Reproduce the entries below, please. Keep every character the same.

***

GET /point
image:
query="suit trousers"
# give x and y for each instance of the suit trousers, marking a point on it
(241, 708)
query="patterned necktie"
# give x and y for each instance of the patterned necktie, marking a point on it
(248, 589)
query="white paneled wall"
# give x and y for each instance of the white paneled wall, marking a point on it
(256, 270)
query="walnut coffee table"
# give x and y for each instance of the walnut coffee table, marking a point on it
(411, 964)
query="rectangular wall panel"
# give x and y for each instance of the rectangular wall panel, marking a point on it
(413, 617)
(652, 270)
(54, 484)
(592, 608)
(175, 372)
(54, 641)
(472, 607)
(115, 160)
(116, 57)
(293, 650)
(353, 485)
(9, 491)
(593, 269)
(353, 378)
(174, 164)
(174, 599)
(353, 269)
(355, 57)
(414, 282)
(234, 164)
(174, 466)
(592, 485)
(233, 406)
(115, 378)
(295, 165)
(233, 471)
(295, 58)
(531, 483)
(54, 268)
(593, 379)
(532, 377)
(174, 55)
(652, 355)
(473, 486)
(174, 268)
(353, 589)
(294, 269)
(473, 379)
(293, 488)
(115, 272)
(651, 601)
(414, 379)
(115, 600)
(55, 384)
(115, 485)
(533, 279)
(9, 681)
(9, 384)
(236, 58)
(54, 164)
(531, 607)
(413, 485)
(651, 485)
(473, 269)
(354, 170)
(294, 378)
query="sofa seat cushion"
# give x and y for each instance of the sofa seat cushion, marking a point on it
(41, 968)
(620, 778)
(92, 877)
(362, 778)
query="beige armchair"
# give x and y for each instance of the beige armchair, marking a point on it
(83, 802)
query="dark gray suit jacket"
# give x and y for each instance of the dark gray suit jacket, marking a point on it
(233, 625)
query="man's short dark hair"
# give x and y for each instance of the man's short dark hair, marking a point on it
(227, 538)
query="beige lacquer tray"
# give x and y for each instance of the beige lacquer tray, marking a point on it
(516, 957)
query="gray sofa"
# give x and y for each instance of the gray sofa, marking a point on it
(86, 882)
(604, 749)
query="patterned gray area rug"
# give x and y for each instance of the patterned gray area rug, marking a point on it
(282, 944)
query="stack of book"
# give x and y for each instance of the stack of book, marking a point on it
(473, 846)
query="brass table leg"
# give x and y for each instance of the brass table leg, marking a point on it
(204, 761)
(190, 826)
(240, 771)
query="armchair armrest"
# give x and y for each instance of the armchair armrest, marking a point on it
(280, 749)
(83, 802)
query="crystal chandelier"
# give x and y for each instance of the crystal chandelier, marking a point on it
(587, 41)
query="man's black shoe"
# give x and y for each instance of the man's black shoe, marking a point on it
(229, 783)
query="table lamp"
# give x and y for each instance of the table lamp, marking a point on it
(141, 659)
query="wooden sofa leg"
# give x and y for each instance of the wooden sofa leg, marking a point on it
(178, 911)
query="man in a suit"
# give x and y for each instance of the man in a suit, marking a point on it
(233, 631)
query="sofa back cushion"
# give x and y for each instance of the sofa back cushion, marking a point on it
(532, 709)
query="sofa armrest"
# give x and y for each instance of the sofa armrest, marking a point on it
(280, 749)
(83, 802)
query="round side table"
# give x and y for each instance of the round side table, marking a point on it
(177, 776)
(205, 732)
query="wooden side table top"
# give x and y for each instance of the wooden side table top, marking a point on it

***

### Output of the exercise
GET /point
image:
query="suit trousers"
# give x and y for each instance of the suit trousers, marking a point on it
(241, 708)
query="patterned necktie"
# give x and y for each instance of the patterned necktie, marking a point on it
(248, 589)
query="white paneled wall"
# give x and y for each instance of the white paneled wall, marking a point on it
(256, 270)
query="walnut coffee table"
# give x and y for each instance of the walnut coffee table, marking a point on it
(411, 964)
query="rectangular wall panel"
# give x and y for each instance of the rectangular wall panel, marking a point on it
(413, 617)
(652, 270)
(54, 484)
(592, 608)
(175, 372)
(54, 641)
(472, 607)
(115, 160)
(116, 57)
(293, 650)
(353, 485)
(9, 491)
(593, 269)
(353, 378)
(174, 164)
(174, 599)
(353, 269)
(355, 57)
(414, 282)
(234, 164)
(174, 466)
(592, 485)
(233, 406)
(115, 378)
(295, 165)
(233, 471)
(295, 58)
(531, 483)
(54, 268)
(593, 379)
(532, 377)
(174, 55)
(652, 355)
(473, 486)
(174, 268)
(353, 589)
(294, 269)
(473, 379)
(293, 488)
(115, 272)
(651, 601)
(414, 379)
(115, 600)
(55, 384)
(115, 485)
(533, 279)
(9, 681)
(9, 384)
(236, 58)
(54, 164)
(531, 607)
(413, 485)
(651, 485)
(473, 269)
(354, 170)
(294, 378)
query="sofa seat cushion"
# give x and y for each instance of the sofa seat cushion, marking a point on it
(41, 968)
(620, 778)
(92, 877)
(362, 778)
query="beige armchair"
# give x and y for each instance of the beige armchair, marking a point on it
(83, 802)
query="dark gray suit jacket"
# give x and y for each instance of the dark gray suit jacket, marking a point on it
(233, 625)
query="man's short dark hair"
# give x and y for each instance of the man's short dark hair, marking a point on it
(227, 538)
query="beige lacquer tray"
# give x and y for each instance of the beige lacquer tray, marking a point on it
(516, 957)
query="gray sofa"
# give x and y for each instance of the gray sofa, marking a point on it
(86, 882)
(604, 749)
query="patterned gray area rug"
# give x and y for each instance of the patterned gray area rug, marking a point on it
(282, 944)
query="stack of book"
# give x and y for each instance of the stack of book, marking a point on it
(473, 846)
query="brass table leg"
# give x and y for each instance of the brass table leg, marking a point on it
(204, 761)
(190, 826)
(240, 771)
query="armchair armrest"
# give x and y for each instance of the armchair armrest, marking a point on it
(280, 749)
(83, 802)
query="crystal chandelier"
# give x and y for each instance of the crystal chandelier, marking a point on it
(587, 41)
query="man's black shoe"
# give x and y for each instance of the man's black shoe, marking a point on it
(229, 783)
query="table lamp"
# give x and y for each instance of the table lamp, marking a point on it
(141, 659)
query="wooden sofa leg"
# give x and y for each instance of the wooden sofa leg, marking a point on it
(178, 911)
query="man in a suit"
# give x and y for each instance of the man in a suit, marking a point on it
(233, 631)
query="sofa back cushion"
# give x and y for each instance of the sofa back cushion, marking a point on it
(532, 709)
query="sofa armrest"
# give x and y for each instance of the sofa armrest, marking a point on it
(280, 749)
(83, 802)
query="round side table"
# give x and y for each instance of the round side table, marking a point on it
(177, 776)
(205, 732)
query="wooden side table top"
# give x and y for each instance of the wooden side table top, marking a point on it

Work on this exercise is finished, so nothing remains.